◆ Requirement 1
From the CSV ingestion page, reproduce the text starting at "This enables you" and ending at "in CSV files.".
◆ Requirement 2
Rewrite the paragraph of the CSV ingestion page that begins "This enables you to define the data source" as a short bulleted list that keeps its main facts.
◆ Requirement 3
Name each of the things that, according to the CSV ingestion page, every Data Pipeline must define.

Supplied passage Start Marker

Skip to main content
Version: Current

How to ingest CSV files

Using Data Pipeline to ingest data

When you need to take in data from an external source, the first option you should consider is to use the platform's Data Pipeline component.

This enables you to define the data source, transform it to match fields in your tables, then insert or update the data in the specified table. This can be set up to handle streaming data or static files.

A good practical example is to be able to take Copp Clark holiday data that arrives in CSV files.

info

You can also use the Data Pipeline component to send out data to external systems. This works the same way in reverse, taking data from tables in your Genesis application and transforming it into the format required by the target system.

Here we are going focus on incoming data in static files.

Transforming data

To create a Data Pipeline for ingesting data, you create a -project-name_data-pipeline.kts file to define a pipeline that maps data from an external source (database, file) to tables in your application.

Each Data Pipeline must define three things:

  • source specifies the location of the incoming data
  • operator parses the source and maps the data to fields in the application's database; typically, you are looking to transform column headings on the incoming files into the relevant fields in the target table in your database
  • sink is the destination of the transformed data within your application. This can be a file or a queue, for example. You can use this to further update the data and store it somewhere else - such as a different database or a log

Source

Your pipeline needs a data source. The example below points to a local filesystem location. It pulls in any file that is dropped into the local file system’s directory $USER_HOME/run/runtime/coppClarkSimple:

source(
camelSource {
location = file://run/runtime/coppClarkSimple
}
)

Supplied passage End Marker
Extracted information Start Marker

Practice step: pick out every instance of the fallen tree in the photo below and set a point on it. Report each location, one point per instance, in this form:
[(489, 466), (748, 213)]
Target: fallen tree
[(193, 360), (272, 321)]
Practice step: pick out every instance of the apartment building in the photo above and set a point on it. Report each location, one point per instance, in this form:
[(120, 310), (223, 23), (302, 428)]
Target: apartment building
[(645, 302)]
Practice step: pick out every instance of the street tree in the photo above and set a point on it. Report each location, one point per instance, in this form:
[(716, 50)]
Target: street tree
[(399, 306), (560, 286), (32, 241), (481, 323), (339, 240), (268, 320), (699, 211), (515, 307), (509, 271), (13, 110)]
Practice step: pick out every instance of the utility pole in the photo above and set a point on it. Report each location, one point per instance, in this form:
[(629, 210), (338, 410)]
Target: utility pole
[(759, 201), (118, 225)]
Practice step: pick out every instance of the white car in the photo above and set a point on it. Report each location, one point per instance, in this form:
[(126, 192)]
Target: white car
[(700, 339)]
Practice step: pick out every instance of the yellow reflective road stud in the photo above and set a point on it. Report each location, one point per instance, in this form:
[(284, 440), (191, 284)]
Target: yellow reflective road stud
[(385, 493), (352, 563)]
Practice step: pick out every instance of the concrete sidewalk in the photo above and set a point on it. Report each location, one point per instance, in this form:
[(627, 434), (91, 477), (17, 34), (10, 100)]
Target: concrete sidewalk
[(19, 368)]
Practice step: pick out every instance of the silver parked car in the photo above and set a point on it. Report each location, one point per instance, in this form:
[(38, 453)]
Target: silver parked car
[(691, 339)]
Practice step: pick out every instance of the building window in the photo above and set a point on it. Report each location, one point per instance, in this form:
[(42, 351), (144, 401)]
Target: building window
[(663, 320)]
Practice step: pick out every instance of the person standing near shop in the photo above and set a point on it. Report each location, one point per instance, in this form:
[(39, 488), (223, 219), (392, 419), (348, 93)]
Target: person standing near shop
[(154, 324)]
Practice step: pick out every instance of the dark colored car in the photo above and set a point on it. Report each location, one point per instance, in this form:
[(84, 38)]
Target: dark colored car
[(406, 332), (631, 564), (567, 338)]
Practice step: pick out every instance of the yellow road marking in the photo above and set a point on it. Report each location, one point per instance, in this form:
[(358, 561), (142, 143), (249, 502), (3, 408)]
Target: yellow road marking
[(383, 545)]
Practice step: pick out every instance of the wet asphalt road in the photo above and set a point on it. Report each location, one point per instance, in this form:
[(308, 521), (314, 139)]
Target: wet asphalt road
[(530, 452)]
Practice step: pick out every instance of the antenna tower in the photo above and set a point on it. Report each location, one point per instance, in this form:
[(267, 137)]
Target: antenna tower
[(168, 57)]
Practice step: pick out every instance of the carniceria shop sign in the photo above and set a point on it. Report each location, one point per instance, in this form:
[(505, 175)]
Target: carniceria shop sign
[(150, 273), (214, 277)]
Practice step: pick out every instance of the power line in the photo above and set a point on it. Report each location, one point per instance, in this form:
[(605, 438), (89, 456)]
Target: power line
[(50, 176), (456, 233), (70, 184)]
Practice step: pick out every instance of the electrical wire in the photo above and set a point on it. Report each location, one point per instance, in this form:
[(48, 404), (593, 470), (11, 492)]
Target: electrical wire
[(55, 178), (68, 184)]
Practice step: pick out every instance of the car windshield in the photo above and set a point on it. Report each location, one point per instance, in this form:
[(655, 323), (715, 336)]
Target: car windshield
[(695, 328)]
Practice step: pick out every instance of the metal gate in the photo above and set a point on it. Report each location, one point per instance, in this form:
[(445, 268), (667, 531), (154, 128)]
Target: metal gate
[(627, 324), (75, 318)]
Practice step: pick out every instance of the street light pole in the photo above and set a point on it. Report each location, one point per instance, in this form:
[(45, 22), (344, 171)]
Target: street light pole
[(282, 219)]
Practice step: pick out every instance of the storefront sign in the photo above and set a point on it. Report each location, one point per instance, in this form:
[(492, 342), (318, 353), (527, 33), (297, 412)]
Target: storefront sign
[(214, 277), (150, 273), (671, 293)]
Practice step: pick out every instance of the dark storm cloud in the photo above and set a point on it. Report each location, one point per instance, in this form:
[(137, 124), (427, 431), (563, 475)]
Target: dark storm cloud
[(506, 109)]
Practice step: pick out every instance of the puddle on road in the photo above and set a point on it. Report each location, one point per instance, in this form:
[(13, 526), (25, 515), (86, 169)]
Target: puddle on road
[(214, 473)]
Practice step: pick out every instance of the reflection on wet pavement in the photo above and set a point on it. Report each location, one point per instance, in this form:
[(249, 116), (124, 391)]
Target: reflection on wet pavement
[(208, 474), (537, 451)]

Extracted information End Marker

◆ Task answer 1
This enables you to define the data source, transform it to match fields in your tables, then insert or update the data in the specified table. This can be set up to handle streaming data or static files.

A good practical example is to be able to take Copp Clark holiday data that arrives in CSV files.

◆ Task answer 2
Data Pipeline lets you:
- define the data source
- transform the data to match fields in your tables
- insert or update the data in the specified table
- handle either streaming data or static files

◆ Task answer 3
- source
- operator
- sink